(Collected data entries)
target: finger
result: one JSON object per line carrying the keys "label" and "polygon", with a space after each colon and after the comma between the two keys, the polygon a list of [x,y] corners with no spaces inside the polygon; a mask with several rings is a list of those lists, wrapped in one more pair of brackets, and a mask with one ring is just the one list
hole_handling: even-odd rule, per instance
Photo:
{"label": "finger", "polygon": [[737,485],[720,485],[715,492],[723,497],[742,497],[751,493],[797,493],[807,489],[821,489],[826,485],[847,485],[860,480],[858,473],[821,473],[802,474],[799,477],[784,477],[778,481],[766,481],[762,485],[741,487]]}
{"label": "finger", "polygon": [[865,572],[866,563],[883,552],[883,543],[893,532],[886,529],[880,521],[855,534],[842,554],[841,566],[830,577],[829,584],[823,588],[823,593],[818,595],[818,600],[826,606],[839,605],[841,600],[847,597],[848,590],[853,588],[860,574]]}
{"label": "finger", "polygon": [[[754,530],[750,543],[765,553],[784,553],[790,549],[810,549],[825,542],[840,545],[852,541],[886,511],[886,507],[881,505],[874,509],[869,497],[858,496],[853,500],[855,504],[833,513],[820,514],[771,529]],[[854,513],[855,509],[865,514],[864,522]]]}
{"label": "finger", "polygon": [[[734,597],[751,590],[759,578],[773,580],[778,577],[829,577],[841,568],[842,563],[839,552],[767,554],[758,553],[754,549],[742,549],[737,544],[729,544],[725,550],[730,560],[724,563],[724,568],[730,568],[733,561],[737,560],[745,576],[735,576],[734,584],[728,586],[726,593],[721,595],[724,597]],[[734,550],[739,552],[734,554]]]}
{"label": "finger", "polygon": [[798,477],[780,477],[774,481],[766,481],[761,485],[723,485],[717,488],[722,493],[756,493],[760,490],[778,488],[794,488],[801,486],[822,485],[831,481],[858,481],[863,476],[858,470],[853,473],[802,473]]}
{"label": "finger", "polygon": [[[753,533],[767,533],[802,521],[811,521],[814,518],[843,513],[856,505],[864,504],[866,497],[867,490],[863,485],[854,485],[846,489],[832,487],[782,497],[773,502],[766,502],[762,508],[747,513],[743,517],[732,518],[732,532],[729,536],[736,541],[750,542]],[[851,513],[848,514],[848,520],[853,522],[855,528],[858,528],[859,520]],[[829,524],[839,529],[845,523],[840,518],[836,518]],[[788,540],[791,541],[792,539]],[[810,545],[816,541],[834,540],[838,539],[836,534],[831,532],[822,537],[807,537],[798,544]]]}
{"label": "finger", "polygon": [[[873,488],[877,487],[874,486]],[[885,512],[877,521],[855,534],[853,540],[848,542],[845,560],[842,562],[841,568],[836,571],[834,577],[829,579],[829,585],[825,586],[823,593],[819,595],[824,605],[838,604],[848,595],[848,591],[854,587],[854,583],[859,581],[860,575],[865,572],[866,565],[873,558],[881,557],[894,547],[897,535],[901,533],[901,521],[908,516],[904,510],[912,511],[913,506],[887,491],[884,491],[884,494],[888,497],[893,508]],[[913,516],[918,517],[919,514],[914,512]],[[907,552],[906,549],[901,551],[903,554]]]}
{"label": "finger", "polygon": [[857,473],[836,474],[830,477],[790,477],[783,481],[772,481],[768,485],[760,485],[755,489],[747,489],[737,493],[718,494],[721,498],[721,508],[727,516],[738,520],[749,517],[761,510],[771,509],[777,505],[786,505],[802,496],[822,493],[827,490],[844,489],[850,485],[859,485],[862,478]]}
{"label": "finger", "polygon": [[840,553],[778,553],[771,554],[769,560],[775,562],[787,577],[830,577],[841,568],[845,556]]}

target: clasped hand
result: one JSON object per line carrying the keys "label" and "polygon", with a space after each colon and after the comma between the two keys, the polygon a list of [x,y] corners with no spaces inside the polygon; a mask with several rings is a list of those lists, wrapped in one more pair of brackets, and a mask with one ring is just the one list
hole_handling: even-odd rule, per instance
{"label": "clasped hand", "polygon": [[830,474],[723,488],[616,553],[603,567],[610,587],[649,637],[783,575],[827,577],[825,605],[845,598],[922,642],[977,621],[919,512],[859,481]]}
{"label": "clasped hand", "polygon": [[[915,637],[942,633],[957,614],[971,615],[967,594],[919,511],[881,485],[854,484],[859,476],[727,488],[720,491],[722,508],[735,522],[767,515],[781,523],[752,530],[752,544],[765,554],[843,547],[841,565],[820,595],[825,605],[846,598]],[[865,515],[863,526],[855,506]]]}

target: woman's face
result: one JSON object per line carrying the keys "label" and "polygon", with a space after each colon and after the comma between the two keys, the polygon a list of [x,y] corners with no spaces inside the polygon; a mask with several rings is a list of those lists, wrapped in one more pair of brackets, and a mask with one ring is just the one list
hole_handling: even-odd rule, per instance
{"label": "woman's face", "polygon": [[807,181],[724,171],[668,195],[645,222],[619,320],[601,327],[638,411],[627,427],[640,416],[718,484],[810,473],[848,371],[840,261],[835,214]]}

Exercise aim: Copy every record above out again, word for word.

Finished exercise:
target: finger
result: one JSON object per line carrying the keys "label" and "polygon", with a space after each colon and after the comma between the two keys, the polygon a list of [x,y] corners with no spaces inside the polygon; a mask with several rings is a list of those lists, wrapped in one more pair of brackets, and a mask with one ring is just the one list
hole_handling: even-odd rule, per instance
Photo:
{"label": "finger", "polygon": [[737,485],[720,485],[715,492],[723,497],[742,497],[751,493],[797,493],[807,489],[821,489],[826,485],[847,485],[860,480],[858,473],[821,473],[802,474],[799,477],[784,477],[778,481],[766,481],[762,485],[741,487]]}
{"label": "finger", "polygon": [[865,572],[866,563],[883,552],[883,543],[893,532],[886,529],[880,521],[855,534],[842,554],[841,566],[830,577],[829,584],[823,588],[823,593],[818,595],[818,600],[826,606],[839,605],[841,600],[847,597],[848,590],[853,588],[860,574]]}
{"label": "finger", "polygon": [[[754,530],[750,543],[765,553],[784,553],[790,549],[810,549],[825,542],[840,545],[852,541],[886,511],[886,507],[881,505],[874,509],[869,497],[858,496],[853,500],[855,504],[833,513],[820,514],[771,529]],[[854,513],[855,509],[865,514],[864,522]]]}
{"label": "finger", "polygon": [[[734,597],[751,590],[759,578],[773,580],[778,577],[829,577],[841,568],[842,563],[839,552],[767,554],[758,553],[754,549],[742,549],[737,544],[729,544],[725,550],[730,560],[724,563],[724,568],[730,568],[733,561],[737,560],[745,576],[735,576],[734,584],[728,586],[726,593],[721,595],[724,597]],[[734,550],[739,552],[734,554]]]}
{"label": "finger", "polygon": [[798,477],[780,477],[774,481],[766,481],[761,485],[723,485],[717,488],[722,493],[756,493],[760,490],[778,488],[794,488],[801,486],[822,485],[831,481],[858,481],[863,476],[858,470],[853,473],[802,473]]}
{"label": "finger", "polygon": [[[753,533],[767,533],[802,521],[811,521],[814,518],[843,513],[856,505],[864,504],[866,497],[867,490],[863,485],[854,485],[846,489],[832,487],[782,497],[773,502],[766,502],[762,508],[747,513],[743,517],[732,518],[732,532],[729,536],[736,541],[750,542]],[[851,513],[848,514],[848,520],[853,522],[855,528],[858,528],[859,520]],[[829,524],[839,529],[845,523],[840,518],[836,518]],[[788,540],[791,541],[792,539]],[[810,545],[816,541],[834,540],[838,539],[836,534],[831,532],[822,537],[807,537],[798,544]]]}
{"label": "finger", "polygon": [[[873,488],[877,487],[874,486]],[[885,512],[877,521],[855,534],[853,540],[848,542],[845,560],[842,562],[841,568],[836,571],[834,577],[829,579],[829,585],[825,586],[823,593],[819,595],[824,605],[838,604],[848,595],[848,591],[854,587],[854,583],[859,581],[860,575],[865,572],[866,565],[873,558],[881,557],[894,547],[897,535],[901,533],[901,521],[908,516],[904,510],[912,511],[913,506],[887,491],[884,491],[884,494],[888,497],[893,508]],[[913,516],[918,517],[919,514],[914,512]],[[907,552],[906,549],[901,551],[903,554]]]}
{"label": "finger", "polygon": [[857,473],[836,474],[830,477],[790,477],[783,481],[772,481],[768,485],[760,485],[755,489],[747,489],[737,493],[718,494],[721,498],[721,508],[727,516],[738,520],[749,517],[761,510],[771,509],[777,505],[786,505],[802,496],[822,493],[827,490],[844,489],[850,485],[859,485],[862,478]]}
{"label": "finger", "polygon": [[840,553],[778,553],[771,554],[769,560],[775,562],[787,577],[830,577],[841,568],[845,556]]}

target: clasped hand
result: one JSON object per line carrying the keys "label" and "polygon", with a space after each colon and after the comma between the two keys, the polygon a list of [x,y] corners with no spaces inside the polygon; a mask with several rings is a list of those lists, wrapped in one more pair of brackets, and a mask with one ring is just the one list
hole_handling: even-odd rule, per instance
{"label": "clasped hand", "polygon": [[830,474],[723,488],[616,553],[603,567],[610,587],[649,637],[783,575],[827,577],[825,605],[845,598],[922,642],[977,621],[919,512],[859,481]]}
{"label": "clasped hand", "polygon": [[[915,637],[942,633],[957,614],[971,615],[967,594],[919,511],[881,485],[854,484],[859,476],[727,488],[720,491],[722,508],[735,522],[767,515],[781,523],[752,530],[752,544],[765,554],[843,547],[841,565],[820,595],[825,605],[846,598]],[[865,515],[863,526],[855,506]]]}

target: woman's face
result: one JSON object per line carrying the keys "label" and "polygon", with a space after each colon and after the comma between the two keys, the polygon a list of [x,y] corners with no spaces inside the polygon; a mask with several rings is a list of those lists, wrapped in one more pair of brackets, and a mask with one ring is just the one list
hole_handling: even-odd rule, per instance
{"label": "woman's face", "polygon": [[807,181],[724,171],[668,195],[645,222],[619,320],[601,327],[638,411],[627,427],[640,416],[718,484],[810,473],[848,371],[840,261],[835,214]]}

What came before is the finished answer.